> _O PROBLEMA_
Copie do texto sobre as arpilleras o trecho entre “Por Pedro Stropasolas” e “as quais convivem.”, incluindo ambos.

> _TRECHO DE ORIGEM_
______________________________

“Arpilleras” de um país alagado

Costura concebida na luta contra a ditadura chilena oferece a mulheres brasileiras uma nova perspectiva para combater violações sociais em regiões afetadas por barragens

Detalhe de uma das arpilleras. Técnica surgiu no Chile durante o regime ditatorial de Augusto Pinochet - Foto: Acervo Coletivo de Comunicação do MAB

Detalhe de uma das arpilleras: técnica surgiu no Chile durante o regime ditatorial de Augusto Pinochet – Foto: Acervo Coletivo de Comunicação do MAB

Por Pedro Stropasolas

A técnica é conhecida como arpillera, um tipo de bordado utilizando retalhos sobre sacos de farinha e arroz criado em Isla Negra, no Chile, e que se propagou como importante instrumento de resistência para as mulheres chilenas durante o regime militar no país do ditador Augusto Pinochet (1973 a 1989). Hoje, para reforçar sua identidade de gênero e denunciar  casos como abusos sexuais e discriminações, as brasileiras utilizam a mesma forma de combate. Dentre as pessoas que vivem às margens de rios ou em pequenos bairros e cidades brasileiras onde se construiu ou planeja-se erguer barragens para usinas hidrelétricas, cerca de 900 mulheres vem costurando suas memórias e desenvolvendo uma valiosa ferramenta de luta. É através da arte que buscam direitos civis e enfrentam as diversas formas de violência e injustiças com as quais convivem.

Os dados do Conselho Nacional dos Direitos Humanos confirmam uma realidade preocupante: há nas regiões atingidas por barragens no Brasil um padrão de violação de 16 direitos humanos – entre eles os de direito à moradia adequada e compensação das perdas -, todos  consequência da realização dessas megaobras. A situação das mulheres que vivem nessas áreas é ainda mais grave. Casos de exploração sexual, violência doméstica e tráfico de pessoas são comuns. Em Porto velho, na construção da hidrelétrica de Santo Antônio, entre 2008 e 2010, foram registrados um aumento de 44% no número de homicídios dolosos, e o índice de estupros atingiu um crescimento de 208% em três anos, conforme uma pesquisa da Plataforma Dhesca.

“Uma linguagem própria para ressignificar suas próprias histórias”, define Esther Vital, integrante do Coletivo de Mulheres do Movimento dos Atingidos por Barragens(MAB), sobre  o papel das arpilleras na documentação  da realidade feminina nesses locais. Foi por iniciativa de Esther que este bordado chileno alcançou as cinco regiões brasileiras. Após a exposição Arpilleras da resistência política chilena, que ocorreu em 2013 na cidade de São Paulo e teve como curadora a pesquisadora chilena Roberta Bacic, Esther aproveitou a boa repercussão para promover mais de 100 oficinas ao redor do país. Os cursos ofereceram capacitação e documentação têxtil para cerca de 900 mulheres atingidas – todas vinculadas ao MAB -, com o intuito de auxiliar na construção de bordados que relatam o impacto das barragens em suas vidas.

______________________________

> _MATERIAL EXTRAÍDO_

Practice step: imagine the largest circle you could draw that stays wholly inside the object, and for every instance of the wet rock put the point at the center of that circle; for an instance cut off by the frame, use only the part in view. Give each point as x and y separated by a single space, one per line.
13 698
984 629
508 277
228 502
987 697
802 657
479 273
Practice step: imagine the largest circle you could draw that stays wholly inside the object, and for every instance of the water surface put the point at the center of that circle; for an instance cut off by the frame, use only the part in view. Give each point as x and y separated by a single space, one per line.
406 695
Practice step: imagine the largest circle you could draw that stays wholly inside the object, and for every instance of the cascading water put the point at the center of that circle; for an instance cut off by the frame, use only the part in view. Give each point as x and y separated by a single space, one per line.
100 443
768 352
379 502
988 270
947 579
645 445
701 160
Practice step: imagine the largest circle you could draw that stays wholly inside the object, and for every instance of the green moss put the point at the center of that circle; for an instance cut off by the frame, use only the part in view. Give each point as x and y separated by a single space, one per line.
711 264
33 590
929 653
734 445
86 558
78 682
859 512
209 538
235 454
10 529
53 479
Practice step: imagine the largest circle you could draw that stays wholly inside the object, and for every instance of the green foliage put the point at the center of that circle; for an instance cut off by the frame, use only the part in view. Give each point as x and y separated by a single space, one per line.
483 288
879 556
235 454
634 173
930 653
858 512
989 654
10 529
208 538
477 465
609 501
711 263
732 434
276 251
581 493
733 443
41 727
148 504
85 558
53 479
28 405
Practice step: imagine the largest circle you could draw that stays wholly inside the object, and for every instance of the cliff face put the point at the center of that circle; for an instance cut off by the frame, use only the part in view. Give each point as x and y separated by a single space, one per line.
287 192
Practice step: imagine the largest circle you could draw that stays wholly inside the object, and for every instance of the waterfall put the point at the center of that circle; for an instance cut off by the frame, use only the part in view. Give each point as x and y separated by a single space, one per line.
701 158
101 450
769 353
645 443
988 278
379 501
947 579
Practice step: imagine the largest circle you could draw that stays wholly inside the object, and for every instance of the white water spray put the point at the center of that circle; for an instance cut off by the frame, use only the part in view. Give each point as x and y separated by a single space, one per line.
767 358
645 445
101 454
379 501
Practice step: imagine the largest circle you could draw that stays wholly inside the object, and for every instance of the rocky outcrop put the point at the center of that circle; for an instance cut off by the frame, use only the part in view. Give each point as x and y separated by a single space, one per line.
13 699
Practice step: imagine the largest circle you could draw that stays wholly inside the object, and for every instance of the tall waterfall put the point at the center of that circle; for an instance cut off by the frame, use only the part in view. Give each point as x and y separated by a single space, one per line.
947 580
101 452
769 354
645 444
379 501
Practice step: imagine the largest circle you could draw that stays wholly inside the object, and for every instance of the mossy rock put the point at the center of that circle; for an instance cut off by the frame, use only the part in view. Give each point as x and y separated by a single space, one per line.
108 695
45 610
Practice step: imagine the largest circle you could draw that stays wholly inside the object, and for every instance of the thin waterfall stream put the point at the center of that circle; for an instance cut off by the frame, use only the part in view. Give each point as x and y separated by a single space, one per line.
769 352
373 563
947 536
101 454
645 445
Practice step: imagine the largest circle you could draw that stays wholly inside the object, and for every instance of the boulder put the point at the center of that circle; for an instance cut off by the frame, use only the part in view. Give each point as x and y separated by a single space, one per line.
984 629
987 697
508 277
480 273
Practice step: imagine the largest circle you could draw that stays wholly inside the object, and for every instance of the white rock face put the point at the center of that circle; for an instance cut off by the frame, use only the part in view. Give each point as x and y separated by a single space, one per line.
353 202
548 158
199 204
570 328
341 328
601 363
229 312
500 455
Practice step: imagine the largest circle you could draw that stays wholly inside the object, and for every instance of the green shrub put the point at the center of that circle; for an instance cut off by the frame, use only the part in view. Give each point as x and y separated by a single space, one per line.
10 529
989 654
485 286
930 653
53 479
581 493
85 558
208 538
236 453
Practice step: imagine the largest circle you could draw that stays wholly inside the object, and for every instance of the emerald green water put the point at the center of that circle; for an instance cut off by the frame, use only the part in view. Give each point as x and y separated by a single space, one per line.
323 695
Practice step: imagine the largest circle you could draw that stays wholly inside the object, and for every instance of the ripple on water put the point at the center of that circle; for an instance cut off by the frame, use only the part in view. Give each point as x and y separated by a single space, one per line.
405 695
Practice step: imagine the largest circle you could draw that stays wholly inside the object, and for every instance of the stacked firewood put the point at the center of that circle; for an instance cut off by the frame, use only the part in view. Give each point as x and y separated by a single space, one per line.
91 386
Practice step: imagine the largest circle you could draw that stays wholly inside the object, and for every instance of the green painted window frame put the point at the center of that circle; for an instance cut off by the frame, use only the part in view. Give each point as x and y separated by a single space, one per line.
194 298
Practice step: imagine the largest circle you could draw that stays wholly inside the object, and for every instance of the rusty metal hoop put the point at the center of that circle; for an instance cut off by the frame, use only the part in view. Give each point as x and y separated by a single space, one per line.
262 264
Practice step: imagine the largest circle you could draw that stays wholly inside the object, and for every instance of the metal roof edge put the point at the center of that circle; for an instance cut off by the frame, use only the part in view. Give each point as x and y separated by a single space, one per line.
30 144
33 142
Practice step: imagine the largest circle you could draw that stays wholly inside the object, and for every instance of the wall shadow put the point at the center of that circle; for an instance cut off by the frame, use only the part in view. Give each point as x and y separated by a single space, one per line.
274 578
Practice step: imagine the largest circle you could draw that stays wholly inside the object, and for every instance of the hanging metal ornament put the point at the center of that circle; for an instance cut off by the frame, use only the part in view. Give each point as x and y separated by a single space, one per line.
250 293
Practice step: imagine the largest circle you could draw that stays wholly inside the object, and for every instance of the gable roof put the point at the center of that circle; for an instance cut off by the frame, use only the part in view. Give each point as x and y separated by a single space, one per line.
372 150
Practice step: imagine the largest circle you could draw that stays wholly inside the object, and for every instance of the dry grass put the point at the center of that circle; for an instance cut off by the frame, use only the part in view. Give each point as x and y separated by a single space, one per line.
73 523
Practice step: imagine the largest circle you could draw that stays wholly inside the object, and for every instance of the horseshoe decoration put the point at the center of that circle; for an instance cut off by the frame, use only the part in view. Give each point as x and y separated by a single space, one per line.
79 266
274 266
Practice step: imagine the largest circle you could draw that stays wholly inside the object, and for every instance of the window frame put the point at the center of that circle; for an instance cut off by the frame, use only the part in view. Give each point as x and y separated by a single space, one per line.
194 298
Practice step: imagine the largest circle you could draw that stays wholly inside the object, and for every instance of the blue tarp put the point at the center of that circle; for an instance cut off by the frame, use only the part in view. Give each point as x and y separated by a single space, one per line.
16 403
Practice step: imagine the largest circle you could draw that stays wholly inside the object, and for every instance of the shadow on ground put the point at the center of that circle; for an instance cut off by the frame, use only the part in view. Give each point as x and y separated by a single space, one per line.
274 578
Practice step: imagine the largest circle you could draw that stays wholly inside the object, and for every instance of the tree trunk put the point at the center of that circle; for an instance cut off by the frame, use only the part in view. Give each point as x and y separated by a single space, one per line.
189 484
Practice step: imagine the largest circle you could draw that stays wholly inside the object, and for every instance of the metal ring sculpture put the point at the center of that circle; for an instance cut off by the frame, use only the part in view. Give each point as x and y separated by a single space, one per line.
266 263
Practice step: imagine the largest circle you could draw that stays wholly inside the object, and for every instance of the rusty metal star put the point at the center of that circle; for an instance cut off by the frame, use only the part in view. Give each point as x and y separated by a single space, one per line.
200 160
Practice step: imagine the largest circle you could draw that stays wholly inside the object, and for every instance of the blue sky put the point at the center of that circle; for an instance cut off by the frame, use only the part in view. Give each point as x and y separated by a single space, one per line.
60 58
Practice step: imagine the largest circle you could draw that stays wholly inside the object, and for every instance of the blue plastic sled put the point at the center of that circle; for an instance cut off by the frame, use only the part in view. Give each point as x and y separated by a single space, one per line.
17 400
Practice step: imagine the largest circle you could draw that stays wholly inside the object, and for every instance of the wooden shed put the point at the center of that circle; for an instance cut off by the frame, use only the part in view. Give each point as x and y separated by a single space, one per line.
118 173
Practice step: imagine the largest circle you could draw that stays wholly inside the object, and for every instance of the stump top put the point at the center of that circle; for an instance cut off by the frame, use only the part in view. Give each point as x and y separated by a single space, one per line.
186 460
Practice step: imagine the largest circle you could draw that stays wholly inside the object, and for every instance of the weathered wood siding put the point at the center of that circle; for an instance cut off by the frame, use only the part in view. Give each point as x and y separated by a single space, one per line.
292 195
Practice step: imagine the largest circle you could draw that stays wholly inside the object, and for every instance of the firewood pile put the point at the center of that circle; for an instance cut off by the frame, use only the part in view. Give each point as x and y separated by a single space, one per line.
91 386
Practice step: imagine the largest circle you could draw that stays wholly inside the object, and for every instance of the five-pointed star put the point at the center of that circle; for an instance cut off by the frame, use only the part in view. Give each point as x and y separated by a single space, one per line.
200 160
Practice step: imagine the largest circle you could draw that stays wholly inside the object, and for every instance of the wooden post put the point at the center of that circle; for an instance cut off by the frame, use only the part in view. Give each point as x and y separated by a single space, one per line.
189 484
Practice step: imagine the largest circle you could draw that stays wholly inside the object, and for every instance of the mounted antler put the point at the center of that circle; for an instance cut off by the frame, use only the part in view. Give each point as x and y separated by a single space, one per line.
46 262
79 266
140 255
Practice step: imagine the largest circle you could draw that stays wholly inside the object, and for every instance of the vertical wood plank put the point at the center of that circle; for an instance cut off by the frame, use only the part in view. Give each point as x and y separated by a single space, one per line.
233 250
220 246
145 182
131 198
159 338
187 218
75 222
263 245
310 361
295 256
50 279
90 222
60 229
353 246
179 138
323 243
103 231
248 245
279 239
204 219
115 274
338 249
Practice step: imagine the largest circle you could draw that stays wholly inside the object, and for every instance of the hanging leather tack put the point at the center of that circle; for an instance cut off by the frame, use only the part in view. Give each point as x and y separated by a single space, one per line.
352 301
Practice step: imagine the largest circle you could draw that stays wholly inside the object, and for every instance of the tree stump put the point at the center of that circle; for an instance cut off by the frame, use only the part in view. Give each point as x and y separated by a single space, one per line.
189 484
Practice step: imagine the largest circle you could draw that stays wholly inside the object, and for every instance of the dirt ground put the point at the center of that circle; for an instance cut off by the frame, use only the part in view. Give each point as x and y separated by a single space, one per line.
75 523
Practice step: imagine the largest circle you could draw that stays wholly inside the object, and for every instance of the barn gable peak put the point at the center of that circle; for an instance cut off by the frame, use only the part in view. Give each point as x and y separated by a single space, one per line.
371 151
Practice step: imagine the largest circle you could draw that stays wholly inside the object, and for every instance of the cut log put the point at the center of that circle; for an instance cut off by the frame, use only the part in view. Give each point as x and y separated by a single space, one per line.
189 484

______________________________

> _RESPOSTA DO EXERCÍCIO_
Por Pedro Stropasolas

A técnica é conhecida como arpillera, um tipo de bordado utilizando retalhos sobre sacos de farinha e arroz criado em Isla Negra, no Chile, e que se propagou como importante instrumento de resistência para as mulheres chilenas durante o regime militar no país do ditador Augusto Pinochet (1973 a 1989). Hoje, para reforçar sua identidade de gênero e denunciar  casos como abusos sexuais e discriminações, as brasileiras utilizam a mesma forma de combate. Dentre as pessoas que vivem às margens de rios ou em pequenos bairros e cidades brasileiras onde se construiu ou planeja-se erguer barragens para usinas hidrelétricas, cerca de 900 mulheres vem costurando suas memórias e desenvolvendo uma valiosa ferramenta de luta. É através da arte que buscam direitos civis e enfrentam as diversas formas de violência e injustiças com as quais convivem.